The input
= = =

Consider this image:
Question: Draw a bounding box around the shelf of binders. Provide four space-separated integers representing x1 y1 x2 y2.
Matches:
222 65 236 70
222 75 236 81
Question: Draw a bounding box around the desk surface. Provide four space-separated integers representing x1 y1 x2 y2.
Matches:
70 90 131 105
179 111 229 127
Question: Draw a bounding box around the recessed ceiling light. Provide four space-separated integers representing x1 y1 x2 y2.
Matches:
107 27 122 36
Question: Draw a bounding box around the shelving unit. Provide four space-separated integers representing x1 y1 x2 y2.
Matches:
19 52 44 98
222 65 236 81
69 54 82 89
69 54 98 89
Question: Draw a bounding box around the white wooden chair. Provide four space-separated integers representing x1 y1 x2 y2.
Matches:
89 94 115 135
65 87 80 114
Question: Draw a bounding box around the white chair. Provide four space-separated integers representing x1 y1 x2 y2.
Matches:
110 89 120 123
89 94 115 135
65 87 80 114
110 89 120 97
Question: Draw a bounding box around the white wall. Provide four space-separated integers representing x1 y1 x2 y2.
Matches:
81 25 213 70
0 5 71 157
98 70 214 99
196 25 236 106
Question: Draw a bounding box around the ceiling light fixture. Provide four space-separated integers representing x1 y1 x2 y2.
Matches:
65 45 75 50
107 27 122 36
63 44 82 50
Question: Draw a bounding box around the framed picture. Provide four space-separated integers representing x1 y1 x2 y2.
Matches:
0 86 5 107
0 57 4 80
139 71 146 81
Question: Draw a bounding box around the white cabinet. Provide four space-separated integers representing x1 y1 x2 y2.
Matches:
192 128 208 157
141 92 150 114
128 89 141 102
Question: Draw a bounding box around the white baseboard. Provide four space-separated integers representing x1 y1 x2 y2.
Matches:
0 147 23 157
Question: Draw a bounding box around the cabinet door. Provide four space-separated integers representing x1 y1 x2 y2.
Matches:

= = =

Work to complete
Rewrite every row above as a Markdown table with two columns, Line and Content. Number each line and omit any blank lines.

The output
| Line | Content |
|---|---|
| 1 | Consider this image: |
| 2 | Question: Draw a bounding box around the shelf of binders. Provide four space-separated integers representing x1 y1 x2 y2. |
| 3 | Matches: |
| 4 | 222 65 236 70 |
| 5 | 222 75 236 81 |
| 6 | Question: Draw a bounding box around the desk surface. Provide four space-separated integers representing x1 y1 x2 y2. |
| 7 | Matches: |
| 8 | 70 90 131 105 |
| 9 | 179 111 229 127 |
| 10 | Question: Draw a bounding box around the recessed ceiling light. Provide four space-separated integers representing x1 y1 x2 y2. |
| 11 | Matches: |
| 12 | 107 27 122 36 |
| 13 | Question: Draw a bounding box around the shelving unit. Provide four space-separated integers representing x1 y1 x2 y2. |
| 14 | Matches: |
| 15 | 19 52 44 98 |
| 16 | 222 65 236 81 |
| 17 | 69 54 82 89 |
| 18 | 69 54 98 89 |
| 19 | Question: Draw a bounding box around the white wooden chair. Provide four space-separated integers representing x1 y1 x2 y2. |
| 20 | Matches: |
| 21 | 89 94 115 135 |
| 22 | 65 87 80 114 |
| 23 | Question: Draw a bounding box around the white chair. Provide four space-separated integers representing x1 y1 x2 y2. |
| 24 | Matches: |
| 25 | 110 89 120 123 |
| 26 | 89 94 115 135 |
| 27 | 65 87 80 114 |
| 28 | 110 89 120 97 |
| 29 | Question: Draw a bounding box around the white wall. Provide four space-separated integers representing x1 y1 x2 y2. |
| 30 | Matches: |
| 31 | 81 25 213 70 |
| 32 | 0 5 71 157 |
| 33 | 98 70 214 99 |
| 34 | 196 25 236 106 |
| 35 | Question: Draw a bounding box around the ceiling light fixture. Provide four space-separated integers representing x1 y1 x2 y2. |
| 36 | Matches: |
| 37 | 65 45 75 50 |
| 38 | 107 27 122 36 |
| 39 | 63 44 82 50 |
| 40 | Question: Draw a bounding box around the framed picture. Provide four space-separated integers representing x1 y1 x2 y2. |
| 41 | Matches: |
| 42 | 0 86 5 107 |
| 43 | 0 57 4 80 |
| 44 | 139 71 146 81 |
| 45 | Question: Draw a bounding box around the white cabinet. Provide four space-separated integers representing x1 y1 x2 y2. |
| 46 | Matches: |
| 47 | 192 128 208 157 |
| 48 | 141 92 150 114 |
| 49 | 128 89 141 102 |
| 50 | Question: Draw a bounding box around the white baseboard. Provide four space-separated integers representing x1 y1 x2 y2. |
| 51 | Matches: |
| 52 | 0 147 23 157 |
| 53 | Question: Draw a bounding box around the cabinet door. Provide four space-separated integers representing x1 y1 x2 y2. |
| 54 | Matches: |